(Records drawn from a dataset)
----------------
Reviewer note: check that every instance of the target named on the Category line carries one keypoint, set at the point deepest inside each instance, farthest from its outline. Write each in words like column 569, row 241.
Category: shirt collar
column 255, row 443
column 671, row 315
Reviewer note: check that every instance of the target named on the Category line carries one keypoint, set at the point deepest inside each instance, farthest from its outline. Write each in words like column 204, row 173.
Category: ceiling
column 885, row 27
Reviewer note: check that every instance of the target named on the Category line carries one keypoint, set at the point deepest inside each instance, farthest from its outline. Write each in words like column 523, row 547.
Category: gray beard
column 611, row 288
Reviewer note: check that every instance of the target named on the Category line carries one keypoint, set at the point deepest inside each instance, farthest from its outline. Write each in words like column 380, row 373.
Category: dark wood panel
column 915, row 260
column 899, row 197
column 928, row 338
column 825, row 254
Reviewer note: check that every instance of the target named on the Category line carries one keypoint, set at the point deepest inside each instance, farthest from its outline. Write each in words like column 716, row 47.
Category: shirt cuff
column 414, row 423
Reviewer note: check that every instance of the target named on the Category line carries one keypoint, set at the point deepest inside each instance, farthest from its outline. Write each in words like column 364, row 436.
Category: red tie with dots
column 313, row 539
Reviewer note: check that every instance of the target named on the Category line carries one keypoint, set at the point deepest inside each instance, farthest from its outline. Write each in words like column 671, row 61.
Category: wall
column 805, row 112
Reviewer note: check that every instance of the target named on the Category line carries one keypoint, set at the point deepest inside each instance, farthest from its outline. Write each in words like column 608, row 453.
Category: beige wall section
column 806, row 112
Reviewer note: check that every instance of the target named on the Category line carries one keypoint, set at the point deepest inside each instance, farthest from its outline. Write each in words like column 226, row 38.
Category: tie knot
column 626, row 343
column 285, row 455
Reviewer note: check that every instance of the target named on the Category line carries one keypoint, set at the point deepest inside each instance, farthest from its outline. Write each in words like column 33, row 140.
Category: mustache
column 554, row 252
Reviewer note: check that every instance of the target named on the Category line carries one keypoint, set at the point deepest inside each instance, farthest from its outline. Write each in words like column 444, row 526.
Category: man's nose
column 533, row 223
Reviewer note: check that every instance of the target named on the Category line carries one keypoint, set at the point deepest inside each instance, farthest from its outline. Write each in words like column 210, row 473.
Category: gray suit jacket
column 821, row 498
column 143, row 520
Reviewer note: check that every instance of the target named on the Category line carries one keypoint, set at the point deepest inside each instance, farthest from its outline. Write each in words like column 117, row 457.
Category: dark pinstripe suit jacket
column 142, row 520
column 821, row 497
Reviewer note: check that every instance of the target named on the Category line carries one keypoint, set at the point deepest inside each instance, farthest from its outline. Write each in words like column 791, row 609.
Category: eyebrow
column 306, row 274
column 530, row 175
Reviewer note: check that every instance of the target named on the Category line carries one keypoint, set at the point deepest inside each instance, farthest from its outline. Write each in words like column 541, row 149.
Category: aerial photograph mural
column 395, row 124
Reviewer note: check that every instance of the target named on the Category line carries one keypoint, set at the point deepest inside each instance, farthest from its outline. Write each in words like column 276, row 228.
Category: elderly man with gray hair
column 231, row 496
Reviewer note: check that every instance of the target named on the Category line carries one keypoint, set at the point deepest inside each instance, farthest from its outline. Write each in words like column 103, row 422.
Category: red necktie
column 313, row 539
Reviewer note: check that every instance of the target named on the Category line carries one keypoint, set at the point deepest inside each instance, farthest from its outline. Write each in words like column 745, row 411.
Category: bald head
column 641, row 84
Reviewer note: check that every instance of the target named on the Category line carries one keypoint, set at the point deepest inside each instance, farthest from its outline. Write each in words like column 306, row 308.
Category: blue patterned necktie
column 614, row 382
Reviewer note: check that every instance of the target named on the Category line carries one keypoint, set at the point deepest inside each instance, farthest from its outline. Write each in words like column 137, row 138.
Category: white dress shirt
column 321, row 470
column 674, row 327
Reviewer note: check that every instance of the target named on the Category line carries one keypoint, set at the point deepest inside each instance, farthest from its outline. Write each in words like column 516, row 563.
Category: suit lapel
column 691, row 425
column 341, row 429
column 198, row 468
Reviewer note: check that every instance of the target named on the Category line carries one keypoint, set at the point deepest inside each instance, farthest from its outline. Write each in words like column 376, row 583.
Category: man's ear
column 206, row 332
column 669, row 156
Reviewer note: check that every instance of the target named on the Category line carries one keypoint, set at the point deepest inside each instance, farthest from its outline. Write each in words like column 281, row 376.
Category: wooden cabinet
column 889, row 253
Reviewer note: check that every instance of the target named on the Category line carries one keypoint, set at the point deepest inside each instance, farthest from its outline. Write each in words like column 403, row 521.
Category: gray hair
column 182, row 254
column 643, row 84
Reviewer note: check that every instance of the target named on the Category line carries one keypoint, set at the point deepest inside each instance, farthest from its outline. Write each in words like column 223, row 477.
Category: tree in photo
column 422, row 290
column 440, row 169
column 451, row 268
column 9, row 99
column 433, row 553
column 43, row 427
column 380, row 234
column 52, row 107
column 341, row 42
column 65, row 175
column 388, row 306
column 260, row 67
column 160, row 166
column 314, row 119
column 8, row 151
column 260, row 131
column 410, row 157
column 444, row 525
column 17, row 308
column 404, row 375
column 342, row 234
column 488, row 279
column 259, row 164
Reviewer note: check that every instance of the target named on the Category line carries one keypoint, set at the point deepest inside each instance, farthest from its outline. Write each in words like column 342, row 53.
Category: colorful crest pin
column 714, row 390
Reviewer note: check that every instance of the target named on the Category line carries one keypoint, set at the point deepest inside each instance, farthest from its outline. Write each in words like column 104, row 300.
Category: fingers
----------------
YOUR GOAL: The reply should consist of all the records, repeated exactly.

REPLY TO THE EXERCISE:
Reviewer note: check that every instance of the target named on the Category line carries one keypoint, set at the point deepest inside each instance, farthest from its outline. Write each in words like column 569, row 241.
Category: shirt collar
column 255, row 443
column 671, row 315
Reviewer note: check that every instance of the target named on the Category line carries one keypoint, set at the point deepest inside each instance, farthest from its outline. Write each in words like column 204, row 173.
Category: ceiling
column 885, row 27
Reviewer note: check that every instance of the target named on the Category line carries one keypoint, set at the point deepest inside each instance, farthest from its outline. Write each in words like column 523, row 547.
Category: gray beard
column 611, row 288
Reviewer note: check that every instance of the target named on the Category line carries one keypoint, set at the point deepest inside each instance, farthest from its outline. Write each in words like column 380, row 373.
Category: dark wood panel
column 915, row 260
column 899, row 197
column 928, row 338
column 825, row 254
Reviewer note: check that every instance of the target named on the Category line carries one keypoint, set at the point deepest inside each instance, farthest from its outline. Write each in words like column 716, row 47.
Category: shirt cuff
column 414, row 423
Reviewer note: check that every instance of the target named on the Category line carries one keypoint, set at the point deepest inside each instance, farthest from its outline. Write each in words like column 364, row 436.
Category: red tie with dots
column 313, row 539
Reviewer note: check that every instance of the target named on the Category line carries one keypoint, set at the point deepest inside each instance, farthest from its outline. Write each in words like column 671, row 61.
Category: wall
column 805, row 112
Reviewer note: check that every instance of the target named on the Category line carries one keypoint, set at the point deepest inside each instance, farthest from its outline. Write each in words like column 608, row 453.
Category: beige wall section
column 806, row 112
Reviewer note: check that every instance of the target named on the Category line carries one keypoint, set at the point deepest inside each instance, farthest from its outline. Write each in words like column 226, row 38.
Category: tie knot
column 626, row 343
column 285, row 455
Reviewer note: check that every instance of the target named on the Category line carries one keypoint, set at the point deepest inside each instance, farthest from its outline. Write each in words like column 33, row 140.
Category: mustache
column 554, row 252
Reviewer note: check that every instance of the target named on the Category line carries one keypoint, set at the point deepest inside each instance, farthest from its outline. Write each in words like column 444, row 526.
Category: man's nose
column 533, row 223
Reviewer note: check that every instance of the target named on the Category line carries one keypoint, set at the point deepest inside each instance, farthest from its outline. Write each in words like column 210, row 473.
Category: gray suit jacket
column 821, row 498
column 143, row 520
Reviewer note: check that every instance of the target named on the Category line carries one keypoint, set at the point deepest inside each instance, farthest from its outline. Write each in words like column 117, row 457.
Category: dark pinstripe suit jacket
column 142, row 520
column 821, row 497
Reviewer note: check that every instance of the target named on the Category line carries one keypoint, set at the point deepest inside each instance, farthest from its outline. Write each in words like column 791, row 609.
Category: eyebrow
column 306, row 274
column 530, row 175
Reviewer note: check that every instance of the target named on the Category line carries one keypoint, set at the point deepest inside each instance, farthest from its outline. Write each in words like column 541, row 149.
Category: aerial photograph mural
column 395, row 124
Reviewer note: check that every instance of the target named on the Category line carries one keypoint, set at the point deepest inside each instance, farthest from its outline. Write each in words like column 276, row 228.
Category: elderly man with gray hair
column 231, row 496
Reviewer note: check that every instance of the target named on the Category line carries one keypoint, set at the point deepest inside each instance, farthest from its outline. Write each in words like column 103, row 422.
Category: red necktie
column 313, row 539
Reviewer note: check that every instance of the target named on the Category line carries one keypoint, set at the point deepest inside each instance, farthest from its outline. Write each in words like column 745, row 411.
Category: bald head
column 641, row 84
Reviewer note: check that every instance of the target named on the Category line carries one keypoint, set at the point deepest inside each instance, farthest from its outline. Write each in words like column 306, row 308.
Category: blue patterned necktie
column 614, row 382
Reviewer note: check that every instance of the target named on the Category line carries one keypoint, set at the point deepest inside each instance, farthest from its outline. Write each in words like column 137, row 138.
Category: white dress shirt
column 321, row 470
column 674, row 327
Reviewer note: check that every instance of the target named on the Category line carries one keypoint, set at the point deepest inside each instance, farthest from its outline. Write each in words like column 516, row 563.
Category: suit lapel
column 691, row 425
column 341, row 429
column 198, row 468
Reviewer note: check that every instance of the target named on the Category line carries one keypoint, set at the point deepest inside each instance, farthest from its outline. Write each in words like column 376, row 583.
Category: man's ear
column 206, row 332
column 669, row 156
Reviewer note: check that every instance of the target named on the Category line carries one keypoint, set at the point deepest inside each instance, farthest from its outline. Write each in words like column 281, row 376.
Category: wooden cabinet
column 889, row 253
Reviewer note: check that every instance of the target named on the Category line carries one keypoint, set at the point deepest inside each instance, farthest from its outline. Write each in words like column 403, row 521.
Category: gray hair
column 182, row 254
column 643, row 84
Reviewer note: check that every instance of the target named on the Category line carries one keypoint, set at the point deepest inside each instance, farthest from its outline. Write each in words like column 223, row 477.
Category: tree in photo
column 422, row 290
column 440, row 169
column 451, row 268
column 9, row 99
column 433, row 553
column 43, row 427
column 380, row 234
column 52, row 107
column 341, row 42
column 65, row 175
column 388, row 306
column 260, row 67
column 160, row 166
column 314, row 119
column 8, row 151
column 260, row 131
column 410, row 157
column 444, row 525
column 17, row 308
column 404, row 375
column 342, row 234
column 488, row 279
column 259, row 164
Reviewer note: check that every instance of the target named on the Category line carries one keypoint, set at the point deepest inside each instance, farthest from its outline. Write each in words like column 342, row 53.
Category: colorful crest pin
column 714, row 390
Reviewer note: check that every instance of the target named on the Category line carries one keypoint, set at the point deepest inside each instance, farthest from its outline. Write each in words like column 104, row 300.
Category: fingers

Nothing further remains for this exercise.